▸ **DIRECTIONS FOR THIS TASK**:
Your task is to transcribe the entries below exactly, beginning with the line containing "Could you please pick out the burnt" and ending with the final line, and to add nothing else.

-- BEGIN RAW RECORDS --

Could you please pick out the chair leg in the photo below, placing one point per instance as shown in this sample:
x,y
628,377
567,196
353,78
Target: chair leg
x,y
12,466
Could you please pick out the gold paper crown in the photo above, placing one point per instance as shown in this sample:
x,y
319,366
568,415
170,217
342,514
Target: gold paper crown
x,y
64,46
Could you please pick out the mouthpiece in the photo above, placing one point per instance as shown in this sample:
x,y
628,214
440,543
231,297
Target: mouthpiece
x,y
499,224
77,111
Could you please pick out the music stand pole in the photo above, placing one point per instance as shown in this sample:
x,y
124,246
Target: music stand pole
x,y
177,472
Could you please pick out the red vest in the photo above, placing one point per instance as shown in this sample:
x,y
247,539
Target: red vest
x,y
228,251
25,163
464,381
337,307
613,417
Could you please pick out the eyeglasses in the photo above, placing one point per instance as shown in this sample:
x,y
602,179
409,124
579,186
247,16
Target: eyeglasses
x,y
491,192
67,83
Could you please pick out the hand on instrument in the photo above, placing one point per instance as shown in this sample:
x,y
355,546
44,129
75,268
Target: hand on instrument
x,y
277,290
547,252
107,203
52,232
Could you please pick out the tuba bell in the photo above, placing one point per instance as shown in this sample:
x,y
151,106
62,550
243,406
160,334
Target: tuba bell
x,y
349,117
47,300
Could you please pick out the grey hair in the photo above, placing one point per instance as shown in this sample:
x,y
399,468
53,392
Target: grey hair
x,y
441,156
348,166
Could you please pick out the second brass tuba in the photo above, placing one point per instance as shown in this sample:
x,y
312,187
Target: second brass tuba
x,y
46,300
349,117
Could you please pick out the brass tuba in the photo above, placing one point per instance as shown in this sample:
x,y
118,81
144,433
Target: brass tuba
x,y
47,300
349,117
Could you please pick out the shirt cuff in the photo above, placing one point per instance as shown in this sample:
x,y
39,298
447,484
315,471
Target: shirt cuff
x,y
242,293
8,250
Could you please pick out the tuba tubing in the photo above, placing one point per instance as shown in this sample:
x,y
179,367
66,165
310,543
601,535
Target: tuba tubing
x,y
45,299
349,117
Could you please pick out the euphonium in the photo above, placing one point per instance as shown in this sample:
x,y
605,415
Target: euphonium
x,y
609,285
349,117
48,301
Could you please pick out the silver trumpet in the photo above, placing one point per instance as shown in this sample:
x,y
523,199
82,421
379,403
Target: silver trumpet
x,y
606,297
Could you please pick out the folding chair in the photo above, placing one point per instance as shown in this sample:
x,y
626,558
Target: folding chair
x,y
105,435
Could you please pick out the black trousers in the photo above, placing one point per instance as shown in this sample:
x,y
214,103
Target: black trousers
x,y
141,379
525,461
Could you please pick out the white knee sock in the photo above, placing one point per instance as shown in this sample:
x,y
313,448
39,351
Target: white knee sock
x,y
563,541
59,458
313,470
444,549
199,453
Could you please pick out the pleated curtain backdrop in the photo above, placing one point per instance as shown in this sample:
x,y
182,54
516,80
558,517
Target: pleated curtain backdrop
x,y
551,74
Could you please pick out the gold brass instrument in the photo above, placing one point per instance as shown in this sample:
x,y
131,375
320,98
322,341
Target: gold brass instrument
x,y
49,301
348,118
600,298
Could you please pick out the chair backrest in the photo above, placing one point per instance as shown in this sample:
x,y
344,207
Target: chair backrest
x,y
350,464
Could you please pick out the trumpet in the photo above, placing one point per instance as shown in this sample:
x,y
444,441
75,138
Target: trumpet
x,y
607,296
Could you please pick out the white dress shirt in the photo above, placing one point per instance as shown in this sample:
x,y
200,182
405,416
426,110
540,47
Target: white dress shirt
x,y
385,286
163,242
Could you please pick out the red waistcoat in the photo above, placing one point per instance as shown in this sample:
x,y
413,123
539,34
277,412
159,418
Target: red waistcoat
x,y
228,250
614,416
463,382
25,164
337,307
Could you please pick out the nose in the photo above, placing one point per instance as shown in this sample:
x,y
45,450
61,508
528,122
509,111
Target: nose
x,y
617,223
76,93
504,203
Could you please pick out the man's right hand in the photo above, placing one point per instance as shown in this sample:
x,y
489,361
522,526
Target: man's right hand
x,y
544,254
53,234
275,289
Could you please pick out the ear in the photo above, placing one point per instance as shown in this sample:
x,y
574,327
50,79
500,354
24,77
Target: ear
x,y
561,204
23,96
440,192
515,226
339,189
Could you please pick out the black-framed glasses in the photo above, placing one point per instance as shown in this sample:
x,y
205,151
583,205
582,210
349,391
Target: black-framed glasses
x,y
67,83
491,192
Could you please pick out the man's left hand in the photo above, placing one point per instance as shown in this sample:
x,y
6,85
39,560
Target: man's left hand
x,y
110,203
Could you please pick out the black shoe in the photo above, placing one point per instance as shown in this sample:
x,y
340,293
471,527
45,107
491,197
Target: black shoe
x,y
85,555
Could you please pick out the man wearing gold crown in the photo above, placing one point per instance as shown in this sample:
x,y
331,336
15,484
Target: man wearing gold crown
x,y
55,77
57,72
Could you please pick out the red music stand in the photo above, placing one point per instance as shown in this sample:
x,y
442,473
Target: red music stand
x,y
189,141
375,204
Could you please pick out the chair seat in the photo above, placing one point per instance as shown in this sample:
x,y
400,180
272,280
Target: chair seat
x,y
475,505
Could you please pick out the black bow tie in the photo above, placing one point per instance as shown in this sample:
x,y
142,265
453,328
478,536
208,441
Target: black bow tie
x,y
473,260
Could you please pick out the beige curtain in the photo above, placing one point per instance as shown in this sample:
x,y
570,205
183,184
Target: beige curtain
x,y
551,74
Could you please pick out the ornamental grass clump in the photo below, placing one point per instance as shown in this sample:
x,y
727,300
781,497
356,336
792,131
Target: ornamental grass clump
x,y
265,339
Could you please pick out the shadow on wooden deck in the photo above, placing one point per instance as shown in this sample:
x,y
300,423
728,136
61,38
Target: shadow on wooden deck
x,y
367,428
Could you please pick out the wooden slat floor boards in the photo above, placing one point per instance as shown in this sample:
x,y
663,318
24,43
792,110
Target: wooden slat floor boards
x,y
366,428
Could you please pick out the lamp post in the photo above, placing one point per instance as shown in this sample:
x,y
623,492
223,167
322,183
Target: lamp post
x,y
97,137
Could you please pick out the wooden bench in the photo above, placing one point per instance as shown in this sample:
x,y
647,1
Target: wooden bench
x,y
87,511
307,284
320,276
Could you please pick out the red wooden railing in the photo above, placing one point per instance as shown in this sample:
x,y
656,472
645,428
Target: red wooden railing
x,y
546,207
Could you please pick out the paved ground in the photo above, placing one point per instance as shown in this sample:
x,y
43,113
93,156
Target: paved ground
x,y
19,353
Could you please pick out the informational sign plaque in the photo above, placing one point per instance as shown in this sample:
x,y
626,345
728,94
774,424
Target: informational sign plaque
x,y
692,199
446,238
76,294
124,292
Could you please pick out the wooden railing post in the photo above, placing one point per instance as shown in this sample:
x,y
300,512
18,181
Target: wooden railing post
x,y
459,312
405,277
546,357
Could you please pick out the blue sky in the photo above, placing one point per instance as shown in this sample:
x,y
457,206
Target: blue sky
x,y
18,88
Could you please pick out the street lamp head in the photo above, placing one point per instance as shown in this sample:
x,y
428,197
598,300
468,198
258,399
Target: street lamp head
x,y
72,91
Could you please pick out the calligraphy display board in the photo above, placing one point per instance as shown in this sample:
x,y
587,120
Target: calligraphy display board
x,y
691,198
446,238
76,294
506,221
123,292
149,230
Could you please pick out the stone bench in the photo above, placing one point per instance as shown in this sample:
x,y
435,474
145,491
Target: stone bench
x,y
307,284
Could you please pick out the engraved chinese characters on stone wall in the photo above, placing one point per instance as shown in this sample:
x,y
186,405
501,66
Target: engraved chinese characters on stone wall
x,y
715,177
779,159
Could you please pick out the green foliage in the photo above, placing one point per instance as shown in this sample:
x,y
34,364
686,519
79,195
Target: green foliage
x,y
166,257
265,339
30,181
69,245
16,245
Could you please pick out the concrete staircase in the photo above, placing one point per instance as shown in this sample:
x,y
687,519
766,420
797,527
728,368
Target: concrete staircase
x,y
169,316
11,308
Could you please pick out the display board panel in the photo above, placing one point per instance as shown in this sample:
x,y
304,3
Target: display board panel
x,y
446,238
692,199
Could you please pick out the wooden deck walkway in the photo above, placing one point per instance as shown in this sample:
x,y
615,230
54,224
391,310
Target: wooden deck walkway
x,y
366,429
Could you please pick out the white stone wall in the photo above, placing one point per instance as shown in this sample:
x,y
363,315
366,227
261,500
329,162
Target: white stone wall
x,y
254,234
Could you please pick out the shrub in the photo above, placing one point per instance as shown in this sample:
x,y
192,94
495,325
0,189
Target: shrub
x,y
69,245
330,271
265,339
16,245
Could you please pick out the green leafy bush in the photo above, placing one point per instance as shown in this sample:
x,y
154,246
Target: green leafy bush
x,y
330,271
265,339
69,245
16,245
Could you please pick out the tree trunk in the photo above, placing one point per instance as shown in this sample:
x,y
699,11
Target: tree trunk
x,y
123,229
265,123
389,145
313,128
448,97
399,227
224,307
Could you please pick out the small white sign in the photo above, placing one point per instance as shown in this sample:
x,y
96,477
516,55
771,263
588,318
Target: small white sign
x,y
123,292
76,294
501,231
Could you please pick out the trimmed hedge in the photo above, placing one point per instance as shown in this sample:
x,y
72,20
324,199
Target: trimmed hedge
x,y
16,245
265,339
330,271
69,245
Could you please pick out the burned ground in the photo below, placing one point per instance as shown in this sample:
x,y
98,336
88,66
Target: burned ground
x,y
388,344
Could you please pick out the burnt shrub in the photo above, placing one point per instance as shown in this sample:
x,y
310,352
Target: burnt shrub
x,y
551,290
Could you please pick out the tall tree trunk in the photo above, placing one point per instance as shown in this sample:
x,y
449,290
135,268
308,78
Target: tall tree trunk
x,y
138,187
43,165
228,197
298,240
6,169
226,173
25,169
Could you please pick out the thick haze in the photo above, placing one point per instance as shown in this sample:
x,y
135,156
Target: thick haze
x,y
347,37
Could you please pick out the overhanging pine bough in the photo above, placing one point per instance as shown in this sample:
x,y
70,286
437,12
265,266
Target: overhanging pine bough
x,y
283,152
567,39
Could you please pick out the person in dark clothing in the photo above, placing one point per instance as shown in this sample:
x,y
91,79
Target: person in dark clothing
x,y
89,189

-- END RAW RECORDS --

▸ **WRITTEN RESPONSE**:
Could you please pick out the burnt shrub in the photo above, placing one point per instance as shown in this sample:
x,y
310,352
Target: burnt shrub
x,y
551,290
Could you please pick out the tall tree trunk in the photo above, placing one point per instance as shown in this sample:
x,y
449,290
135,268
308,78
Target: tall tree trunk
x,y
138,187
43,165
228,197
298,240
6,169
226,173
25,169
Could you please pick out the thick haze in the photo above, placing one point per instance as shown in this sample:
x,y
135,156
Target: thick haze
x,y
347,37
Could you please pick out the overhanging pine bough in the photo above, placing one point per instance as shown in this sample:
x,y
70,286
437,12
265,266
Target: overhanging pine bough
x,y
283,152
567,39
Could you please pick out the person in dark clothing in the photo above, placing one point per instance as shown in this sample:
x,y
91,79
Target: person in dark clothing
x,y
89,189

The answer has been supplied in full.